* [REQUIRED WORK]: Give a verbatim repeat of the lines that run from the line containing "Mark a dot on each instance of the rugby player" to the end of the data below.

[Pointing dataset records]
____________

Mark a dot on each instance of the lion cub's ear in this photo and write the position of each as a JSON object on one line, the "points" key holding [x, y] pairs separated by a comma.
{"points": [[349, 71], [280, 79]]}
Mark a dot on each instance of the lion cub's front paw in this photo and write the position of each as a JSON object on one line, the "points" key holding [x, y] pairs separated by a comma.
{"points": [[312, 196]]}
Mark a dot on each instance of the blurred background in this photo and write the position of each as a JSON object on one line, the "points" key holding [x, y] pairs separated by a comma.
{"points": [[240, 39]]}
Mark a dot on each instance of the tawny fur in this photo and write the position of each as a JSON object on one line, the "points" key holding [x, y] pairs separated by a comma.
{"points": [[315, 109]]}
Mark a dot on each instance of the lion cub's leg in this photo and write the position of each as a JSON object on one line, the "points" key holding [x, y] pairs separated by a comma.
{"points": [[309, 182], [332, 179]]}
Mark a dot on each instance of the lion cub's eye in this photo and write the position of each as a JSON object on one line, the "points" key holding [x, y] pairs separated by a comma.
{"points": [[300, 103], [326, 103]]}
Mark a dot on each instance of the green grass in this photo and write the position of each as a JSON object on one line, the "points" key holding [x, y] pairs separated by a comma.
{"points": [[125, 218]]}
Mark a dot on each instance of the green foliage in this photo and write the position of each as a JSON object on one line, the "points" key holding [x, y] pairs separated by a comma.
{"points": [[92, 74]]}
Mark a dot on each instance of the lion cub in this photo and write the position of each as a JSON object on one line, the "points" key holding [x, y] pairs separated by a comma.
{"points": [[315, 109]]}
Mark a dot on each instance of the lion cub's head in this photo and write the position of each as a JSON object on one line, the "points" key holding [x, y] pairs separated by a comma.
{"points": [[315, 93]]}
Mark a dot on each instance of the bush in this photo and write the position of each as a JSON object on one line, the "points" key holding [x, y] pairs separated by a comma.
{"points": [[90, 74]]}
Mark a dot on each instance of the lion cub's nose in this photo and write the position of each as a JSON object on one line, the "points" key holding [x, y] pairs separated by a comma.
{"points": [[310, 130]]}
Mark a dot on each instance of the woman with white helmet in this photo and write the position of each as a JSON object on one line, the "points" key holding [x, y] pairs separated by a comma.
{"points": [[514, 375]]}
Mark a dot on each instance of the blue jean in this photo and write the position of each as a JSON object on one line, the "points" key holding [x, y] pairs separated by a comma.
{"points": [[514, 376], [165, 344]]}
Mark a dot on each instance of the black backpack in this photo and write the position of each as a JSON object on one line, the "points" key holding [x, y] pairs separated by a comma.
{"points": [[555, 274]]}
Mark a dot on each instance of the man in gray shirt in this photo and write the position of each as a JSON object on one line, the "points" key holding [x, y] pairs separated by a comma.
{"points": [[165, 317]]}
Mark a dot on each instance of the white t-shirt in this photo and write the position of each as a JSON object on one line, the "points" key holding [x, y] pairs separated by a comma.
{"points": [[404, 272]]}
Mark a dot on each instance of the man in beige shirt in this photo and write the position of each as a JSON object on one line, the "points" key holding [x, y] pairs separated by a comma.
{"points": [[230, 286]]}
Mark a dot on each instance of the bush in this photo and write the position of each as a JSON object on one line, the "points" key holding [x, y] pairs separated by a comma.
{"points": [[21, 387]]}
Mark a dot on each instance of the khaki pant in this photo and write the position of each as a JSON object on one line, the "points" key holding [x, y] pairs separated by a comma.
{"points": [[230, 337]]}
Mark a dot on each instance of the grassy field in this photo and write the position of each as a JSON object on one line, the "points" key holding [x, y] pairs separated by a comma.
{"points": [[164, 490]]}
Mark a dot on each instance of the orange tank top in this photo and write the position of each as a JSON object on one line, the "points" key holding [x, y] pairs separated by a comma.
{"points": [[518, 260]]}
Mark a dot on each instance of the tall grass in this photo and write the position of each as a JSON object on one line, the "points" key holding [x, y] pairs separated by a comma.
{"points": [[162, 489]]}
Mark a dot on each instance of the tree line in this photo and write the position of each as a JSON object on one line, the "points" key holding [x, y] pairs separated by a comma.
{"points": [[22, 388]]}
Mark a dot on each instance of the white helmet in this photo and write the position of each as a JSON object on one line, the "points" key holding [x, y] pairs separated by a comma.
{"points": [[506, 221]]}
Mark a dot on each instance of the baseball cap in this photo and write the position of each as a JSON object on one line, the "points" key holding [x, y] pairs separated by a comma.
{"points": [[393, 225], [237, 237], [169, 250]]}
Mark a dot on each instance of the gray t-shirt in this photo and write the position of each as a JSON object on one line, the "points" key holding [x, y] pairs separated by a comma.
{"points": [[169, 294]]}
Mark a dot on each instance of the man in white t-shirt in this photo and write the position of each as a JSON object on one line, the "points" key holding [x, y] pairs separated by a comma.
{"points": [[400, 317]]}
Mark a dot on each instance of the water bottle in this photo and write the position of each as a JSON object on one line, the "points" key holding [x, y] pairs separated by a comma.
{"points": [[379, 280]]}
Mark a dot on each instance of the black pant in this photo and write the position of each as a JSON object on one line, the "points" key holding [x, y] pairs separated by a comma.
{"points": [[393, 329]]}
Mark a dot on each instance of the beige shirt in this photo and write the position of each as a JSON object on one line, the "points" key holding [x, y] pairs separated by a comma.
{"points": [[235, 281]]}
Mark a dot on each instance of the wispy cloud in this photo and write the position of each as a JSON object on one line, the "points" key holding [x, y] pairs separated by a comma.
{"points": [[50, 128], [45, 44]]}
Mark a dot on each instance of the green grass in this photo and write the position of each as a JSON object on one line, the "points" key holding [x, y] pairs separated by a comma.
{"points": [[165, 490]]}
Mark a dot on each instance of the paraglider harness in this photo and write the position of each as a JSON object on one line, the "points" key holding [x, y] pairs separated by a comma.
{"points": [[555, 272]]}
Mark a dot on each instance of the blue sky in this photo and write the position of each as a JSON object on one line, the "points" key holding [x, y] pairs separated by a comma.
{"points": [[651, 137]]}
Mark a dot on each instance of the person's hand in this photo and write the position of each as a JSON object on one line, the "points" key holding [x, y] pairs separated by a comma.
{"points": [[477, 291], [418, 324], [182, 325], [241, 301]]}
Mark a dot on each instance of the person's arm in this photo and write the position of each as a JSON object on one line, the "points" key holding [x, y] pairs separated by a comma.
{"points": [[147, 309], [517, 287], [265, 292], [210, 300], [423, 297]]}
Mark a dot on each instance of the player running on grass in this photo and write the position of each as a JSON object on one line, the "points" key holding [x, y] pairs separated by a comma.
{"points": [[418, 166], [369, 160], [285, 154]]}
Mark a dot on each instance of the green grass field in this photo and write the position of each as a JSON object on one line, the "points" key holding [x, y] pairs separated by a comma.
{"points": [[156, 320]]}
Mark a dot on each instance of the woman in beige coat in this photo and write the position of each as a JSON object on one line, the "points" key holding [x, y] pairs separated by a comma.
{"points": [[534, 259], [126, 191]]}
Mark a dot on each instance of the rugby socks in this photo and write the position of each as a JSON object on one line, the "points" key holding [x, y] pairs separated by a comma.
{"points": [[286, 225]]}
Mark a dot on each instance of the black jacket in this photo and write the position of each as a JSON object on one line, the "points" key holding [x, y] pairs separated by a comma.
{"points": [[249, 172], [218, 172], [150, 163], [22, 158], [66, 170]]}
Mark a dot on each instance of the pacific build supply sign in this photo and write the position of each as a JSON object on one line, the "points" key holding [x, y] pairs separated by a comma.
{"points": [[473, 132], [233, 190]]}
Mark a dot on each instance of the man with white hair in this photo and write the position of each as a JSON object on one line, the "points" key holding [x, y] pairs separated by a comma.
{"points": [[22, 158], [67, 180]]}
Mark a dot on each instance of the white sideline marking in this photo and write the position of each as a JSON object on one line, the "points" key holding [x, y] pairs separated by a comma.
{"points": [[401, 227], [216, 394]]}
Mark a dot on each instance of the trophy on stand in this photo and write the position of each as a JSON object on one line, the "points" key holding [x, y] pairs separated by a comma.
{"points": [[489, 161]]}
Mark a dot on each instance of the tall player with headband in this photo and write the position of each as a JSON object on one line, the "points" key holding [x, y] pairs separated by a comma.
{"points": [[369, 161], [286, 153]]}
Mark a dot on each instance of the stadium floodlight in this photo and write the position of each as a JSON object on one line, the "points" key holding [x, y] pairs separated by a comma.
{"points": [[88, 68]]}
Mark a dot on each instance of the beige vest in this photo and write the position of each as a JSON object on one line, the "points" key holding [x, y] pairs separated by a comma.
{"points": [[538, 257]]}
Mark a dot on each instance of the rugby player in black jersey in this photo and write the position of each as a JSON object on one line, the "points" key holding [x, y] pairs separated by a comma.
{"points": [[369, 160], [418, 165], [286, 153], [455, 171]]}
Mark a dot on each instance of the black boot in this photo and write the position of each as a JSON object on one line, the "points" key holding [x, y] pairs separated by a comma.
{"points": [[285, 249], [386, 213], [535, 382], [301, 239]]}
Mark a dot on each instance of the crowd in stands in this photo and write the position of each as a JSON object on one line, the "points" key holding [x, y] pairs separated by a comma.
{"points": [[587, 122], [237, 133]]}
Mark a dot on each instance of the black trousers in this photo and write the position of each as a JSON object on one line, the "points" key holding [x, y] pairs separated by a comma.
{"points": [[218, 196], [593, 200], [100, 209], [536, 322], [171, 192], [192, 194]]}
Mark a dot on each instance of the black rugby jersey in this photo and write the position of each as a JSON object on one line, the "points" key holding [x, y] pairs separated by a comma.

____________

* [REPLY]:
Mark a dot on each instance of the rugby player in black jersey in this photo and write the position of each as a JSON object on one line, the "points" key holding [x, y] pairs separated by a comma.
{"points": [[369, 160], [418, 165], [286, 153], [455, 171]]}
Mark a dot on each instance of the black boot in this photo and write the position of each as a JSON object on one line, the "points" key holding [x, y] pairs separated by a comma.
{"points": [[285, 249], [386, 213], [535, 382], [301, 239]]}
Mark a dot on each instance of the crowd in stands in this photo and write the position of each as a JSON object on one line, the "points" key holding [x, y] pairs separated by a comma.
{"points": [[587, 122], [237, 133]]}
Mark a dot on each instance of the black trousers in this photo and write the position of each as a JSON object on one line, the "points" key holding [x, y] pairs separated by a comma.
{"points": [[218, 196], [593, 200], [100, 209], [536, 322], [171, 192], [192, 194]]}
Mark a dot on each instance of the black rugby jersey in this photo and write the position of each as a JSON object on one line, the "points" key holding [x, y] pairs separated by a comma.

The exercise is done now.